Excerpted passage:
▼

[18F]FLT - A new stem cell label for in vivo tracking with positron emission tomography

Objectives Because of their extended differentiation capacity, mesenchymal stem cells (MSCs) have gained great interest in the field of regenerative medicine. For the development of therapeutic strategies, more knowledge on their in vivo fate is required. So far, MSCs were mainly labeled for that purpose with iron particles for MR imaging or with [18F]FDG for PET imaging. In case of brain applications, however, [18F]FDG is critical as a MSC label. This is due to the risk of image contrast lost in case of instability of the labeling. 3’-deoxy-3’-18F-fluorothymidine ([18F]FLT) might be an alternative. Thus, this project was initiated to, prior to testing [18F]FLT-labeled MSCs in a large animal stroke model, investigating the cellular uptake, vitality and binding of [18F]FLT by MSCs in vitro.

Methods Adult ovine mononuclear MSCs were used to investigate [18F]FLT uptake kinetics and cell toxicity over time (0-120 min) in relation to tracer dose (0.1-100 MBq). 200,000 cells were seeded over time in 2 ml 37°C PBS per well in a 12-well plate. Cell viability and the amount of tracer uptake after labeling were evaluated using Trypan Blue reagent and Gammacounter, respectively.

▲

Exercise set:
1. Do these statements agree with the [18F]FLT abstract above? For each, answer yes or no and quote the deciding words of the text. (a) The MSCs studied came from adult sheep. (b) The in vitro work was planned to follow tests of [18F]FLT-labeled MSCs in a large animal stroke model. (c) Cell viability was measured with a Gammacounter.
2. How would you sum up the [18F]FLT abstract in two sentences?

Exercise data:
▼

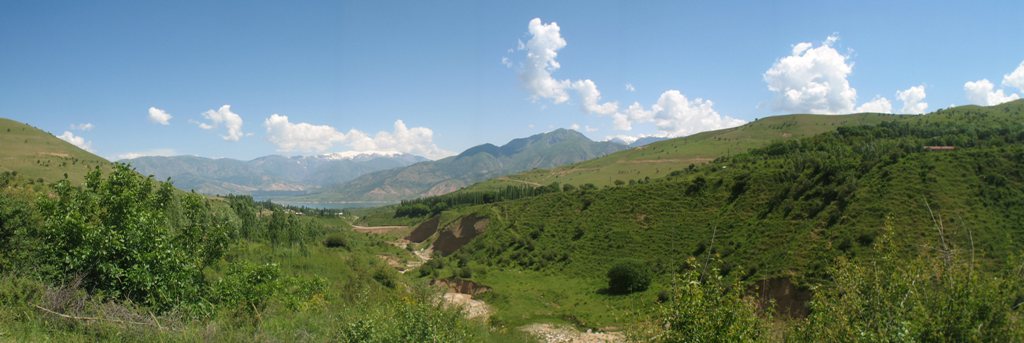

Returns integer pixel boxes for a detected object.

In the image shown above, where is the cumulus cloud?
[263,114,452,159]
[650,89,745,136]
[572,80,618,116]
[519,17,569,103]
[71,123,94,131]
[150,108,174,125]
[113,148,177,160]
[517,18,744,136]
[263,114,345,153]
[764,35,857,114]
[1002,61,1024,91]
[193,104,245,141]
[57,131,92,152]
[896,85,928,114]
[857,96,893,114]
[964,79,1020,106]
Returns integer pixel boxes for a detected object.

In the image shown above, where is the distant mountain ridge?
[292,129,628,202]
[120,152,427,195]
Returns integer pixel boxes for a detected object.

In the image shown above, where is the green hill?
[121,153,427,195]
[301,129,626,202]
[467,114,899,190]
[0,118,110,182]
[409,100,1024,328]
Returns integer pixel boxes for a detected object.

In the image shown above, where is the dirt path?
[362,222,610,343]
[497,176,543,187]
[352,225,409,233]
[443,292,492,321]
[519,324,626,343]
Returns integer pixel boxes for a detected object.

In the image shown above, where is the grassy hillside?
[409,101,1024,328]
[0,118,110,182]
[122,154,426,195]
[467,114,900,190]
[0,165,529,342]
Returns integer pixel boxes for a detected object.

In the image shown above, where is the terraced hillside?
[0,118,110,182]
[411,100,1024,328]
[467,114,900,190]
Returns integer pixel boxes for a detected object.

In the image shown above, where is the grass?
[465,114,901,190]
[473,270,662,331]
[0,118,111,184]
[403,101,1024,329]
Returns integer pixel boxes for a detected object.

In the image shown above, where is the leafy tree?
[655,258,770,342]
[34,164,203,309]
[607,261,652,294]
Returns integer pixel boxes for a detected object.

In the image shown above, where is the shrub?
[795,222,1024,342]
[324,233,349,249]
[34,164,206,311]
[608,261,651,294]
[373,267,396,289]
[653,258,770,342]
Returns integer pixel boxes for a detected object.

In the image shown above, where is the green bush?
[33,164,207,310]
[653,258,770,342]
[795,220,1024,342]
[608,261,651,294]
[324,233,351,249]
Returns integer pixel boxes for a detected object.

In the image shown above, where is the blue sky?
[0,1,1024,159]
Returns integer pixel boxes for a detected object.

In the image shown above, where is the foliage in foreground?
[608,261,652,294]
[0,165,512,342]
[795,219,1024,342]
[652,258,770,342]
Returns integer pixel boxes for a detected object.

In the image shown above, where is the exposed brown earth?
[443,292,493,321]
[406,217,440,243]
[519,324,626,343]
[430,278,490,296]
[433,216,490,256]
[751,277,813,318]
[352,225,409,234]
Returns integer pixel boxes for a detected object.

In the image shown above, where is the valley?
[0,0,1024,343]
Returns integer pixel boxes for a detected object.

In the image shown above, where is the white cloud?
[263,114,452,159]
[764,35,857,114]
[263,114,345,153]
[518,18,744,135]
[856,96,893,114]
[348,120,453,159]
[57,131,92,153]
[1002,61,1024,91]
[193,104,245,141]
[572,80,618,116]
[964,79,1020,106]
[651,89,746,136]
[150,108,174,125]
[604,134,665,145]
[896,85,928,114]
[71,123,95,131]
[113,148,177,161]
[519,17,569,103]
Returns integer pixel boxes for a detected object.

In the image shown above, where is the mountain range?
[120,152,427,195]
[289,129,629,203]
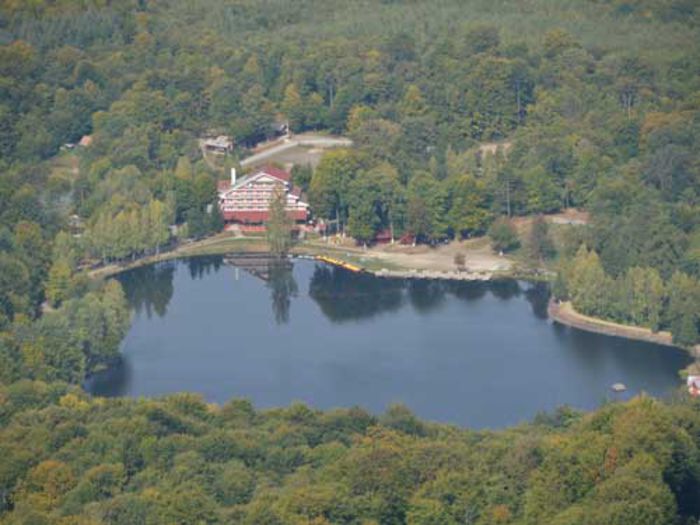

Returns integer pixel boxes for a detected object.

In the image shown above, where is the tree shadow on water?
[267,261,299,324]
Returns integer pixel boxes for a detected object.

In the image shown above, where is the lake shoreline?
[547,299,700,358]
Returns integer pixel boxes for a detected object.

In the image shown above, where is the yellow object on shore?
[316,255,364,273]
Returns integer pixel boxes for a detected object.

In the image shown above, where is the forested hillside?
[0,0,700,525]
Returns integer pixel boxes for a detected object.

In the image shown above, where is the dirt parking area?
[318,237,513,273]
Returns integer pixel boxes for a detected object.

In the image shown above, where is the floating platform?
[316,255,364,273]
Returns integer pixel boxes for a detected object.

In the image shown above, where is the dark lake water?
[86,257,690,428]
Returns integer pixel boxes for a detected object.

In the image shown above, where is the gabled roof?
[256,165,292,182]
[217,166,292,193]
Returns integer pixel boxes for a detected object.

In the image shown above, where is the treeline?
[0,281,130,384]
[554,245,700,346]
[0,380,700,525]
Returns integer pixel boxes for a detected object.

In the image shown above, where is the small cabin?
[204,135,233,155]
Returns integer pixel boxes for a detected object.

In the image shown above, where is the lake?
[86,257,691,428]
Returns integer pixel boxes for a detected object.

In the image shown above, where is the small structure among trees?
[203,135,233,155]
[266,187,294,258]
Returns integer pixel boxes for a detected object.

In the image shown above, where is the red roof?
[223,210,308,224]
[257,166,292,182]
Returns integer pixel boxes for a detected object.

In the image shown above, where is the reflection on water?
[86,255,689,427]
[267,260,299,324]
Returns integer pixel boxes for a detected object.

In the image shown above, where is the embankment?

▲
▼

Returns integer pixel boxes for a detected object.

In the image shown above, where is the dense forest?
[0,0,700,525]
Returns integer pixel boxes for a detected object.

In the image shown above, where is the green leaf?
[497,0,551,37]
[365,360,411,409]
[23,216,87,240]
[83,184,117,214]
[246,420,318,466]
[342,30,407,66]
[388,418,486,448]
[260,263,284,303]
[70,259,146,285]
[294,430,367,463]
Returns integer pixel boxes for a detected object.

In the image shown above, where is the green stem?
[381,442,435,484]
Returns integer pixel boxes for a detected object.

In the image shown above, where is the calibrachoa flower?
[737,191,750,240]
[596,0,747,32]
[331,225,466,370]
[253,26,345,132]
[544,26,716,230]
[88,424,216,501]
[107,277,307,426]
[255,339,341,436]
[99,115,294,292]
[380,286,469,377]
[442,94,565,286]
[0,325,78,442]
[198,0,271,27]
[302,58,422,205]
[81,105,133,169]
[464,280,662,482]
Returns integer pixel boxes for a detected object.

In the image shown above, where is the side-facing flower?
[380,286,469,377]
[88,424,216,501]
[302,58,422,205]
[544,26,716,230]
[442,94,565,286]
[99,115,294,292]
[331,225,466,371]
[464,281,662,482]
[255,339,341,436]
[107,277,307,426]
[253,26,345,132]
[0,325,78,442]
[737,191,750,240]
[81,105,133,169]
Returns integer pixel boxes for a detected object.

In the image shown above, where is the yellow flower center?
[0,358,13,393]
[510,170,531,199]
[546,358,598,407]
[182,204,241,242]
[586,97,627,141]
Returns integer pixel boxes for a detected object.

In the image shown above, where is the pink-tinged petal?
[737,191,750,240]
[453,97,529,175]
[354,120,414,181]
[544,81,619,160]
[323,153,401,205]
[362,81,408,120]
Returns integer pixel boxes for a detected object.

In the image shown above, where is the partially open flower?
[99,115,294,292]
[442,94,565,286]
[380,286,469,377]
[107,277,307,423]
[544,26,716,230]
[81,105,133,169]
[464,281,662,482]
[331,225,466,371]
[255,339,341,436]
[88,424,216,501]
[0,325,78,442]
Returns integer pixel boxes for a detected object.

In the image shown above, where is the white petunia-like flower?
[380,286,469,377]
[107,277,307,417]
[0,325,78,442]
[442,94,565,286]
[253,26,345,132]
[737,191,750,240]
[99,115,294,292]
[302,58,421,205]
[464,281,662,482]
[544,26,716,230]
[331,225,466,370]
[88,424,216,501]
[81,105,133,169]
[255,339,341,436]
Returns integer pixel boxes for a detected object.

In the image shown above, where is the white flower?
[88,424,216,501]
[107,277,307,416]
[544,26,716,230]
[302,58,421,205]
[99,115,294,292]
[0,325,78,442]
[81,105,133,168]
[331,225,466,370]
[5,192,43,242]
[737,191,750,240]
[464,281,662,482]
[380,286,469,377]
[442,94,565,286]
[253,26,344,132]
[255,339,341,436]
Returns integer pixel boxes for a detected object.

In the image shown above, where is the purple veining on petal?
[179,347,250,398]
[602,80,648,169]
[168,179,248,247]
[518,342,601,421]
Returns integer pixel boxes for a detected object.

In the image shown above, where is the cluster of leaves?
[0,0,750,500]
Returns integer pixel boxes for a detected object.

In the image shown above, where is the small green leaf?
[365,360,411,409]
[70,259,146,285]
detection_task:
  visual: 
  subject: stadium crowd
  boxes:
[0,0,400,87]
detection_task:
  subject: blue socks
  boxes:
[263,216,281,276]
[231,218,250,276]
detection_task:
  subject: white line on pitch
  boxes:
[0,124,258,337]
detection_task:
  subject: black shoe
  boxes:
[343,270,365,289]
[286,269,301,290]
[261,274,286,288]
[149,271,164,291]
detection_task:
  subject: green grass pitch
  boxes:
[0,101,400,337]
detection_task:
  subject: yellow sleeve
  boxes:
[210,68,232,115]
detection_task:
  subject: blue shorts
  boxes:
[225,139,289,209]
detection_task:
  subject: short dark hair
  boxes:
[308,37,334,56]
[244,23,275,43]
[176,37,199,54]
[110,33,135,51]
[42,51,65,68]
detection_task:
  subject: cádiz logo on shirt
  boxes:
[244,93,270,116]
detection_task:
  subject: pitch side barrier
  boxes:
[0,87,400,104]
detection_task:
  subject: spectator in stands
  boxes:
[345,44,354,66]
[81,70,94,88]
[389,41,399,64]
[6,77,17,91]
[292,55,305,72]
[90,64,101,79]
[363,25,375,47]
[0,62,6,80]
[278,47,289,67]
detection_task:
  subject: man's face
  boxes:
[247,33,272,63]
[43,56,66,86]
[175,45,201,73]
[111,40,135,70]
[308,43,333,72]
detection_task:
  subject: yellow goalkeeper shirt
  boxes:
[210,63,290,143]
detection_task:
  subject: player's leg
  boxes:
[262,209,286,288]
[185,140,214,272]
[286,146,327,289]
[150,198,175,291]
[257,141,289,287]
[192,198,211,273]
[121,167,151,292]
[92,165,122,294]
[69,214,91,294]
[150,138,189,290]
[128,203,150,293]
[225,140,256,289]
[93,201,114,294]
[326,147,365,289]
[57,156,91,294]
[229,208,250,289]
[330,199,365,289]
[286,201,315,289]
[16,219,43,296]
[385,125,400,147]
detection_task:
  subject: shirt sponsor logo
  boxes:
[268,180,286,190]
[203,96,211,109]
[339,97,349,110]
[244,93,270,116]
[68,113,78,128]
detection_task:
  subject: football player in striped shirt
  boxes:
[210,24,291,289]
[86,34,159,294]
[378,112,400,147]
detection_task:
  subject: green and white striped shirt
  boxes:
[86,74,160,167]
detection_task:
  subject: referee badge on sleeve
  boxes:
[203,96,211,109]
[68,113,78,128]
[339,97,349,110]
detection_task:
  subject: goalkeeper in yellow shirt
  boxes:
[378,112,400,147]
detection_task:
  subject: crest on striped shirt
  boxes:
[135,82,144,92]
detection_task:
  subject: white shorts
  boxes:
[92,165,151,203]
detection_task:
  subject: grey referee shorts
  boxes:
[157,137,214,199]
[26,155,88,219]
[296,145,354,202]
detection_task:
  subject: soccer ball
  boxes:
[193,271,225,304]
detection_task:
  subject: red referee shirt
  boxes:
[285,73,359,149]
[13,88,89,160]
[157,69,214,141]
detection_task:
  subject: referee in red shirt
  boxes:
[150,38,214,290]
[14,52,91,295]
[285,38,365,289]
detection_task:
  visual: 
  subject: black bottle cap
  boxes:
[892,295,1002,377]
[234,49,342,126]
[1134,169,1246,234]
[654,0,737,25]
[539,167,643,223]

▲

Solutions to the exercise:
1.
(a) Yes: "Adult ovine mononuclear MSCs were used to investigate [18F]FLT uptake kinetics and cell toxicity"
(b) No: "prior to testing [18F]FLT-labeled MSCs in a large animal stroke model"
(c) No: "Cell viability and the amount of tracer uptake after labeling were evaluated using Trypan Blue reagent and Gammacounter, respectively."

2. Because [18F]FDG is critical as an MSC label in brain applications, the project looked at [18F]FLT as an alternative, studying its cellular uptake, vitality and binding by MSCs in vitro before testing labeled cells in a large animal stroke model. Adult ovine mononuclear MSCs were exposed to 0.1-100 MBq of tracer over 0-120 min, and cell viability and tracer uptake were measured with Trypan Blue reagent and a Gammacounter.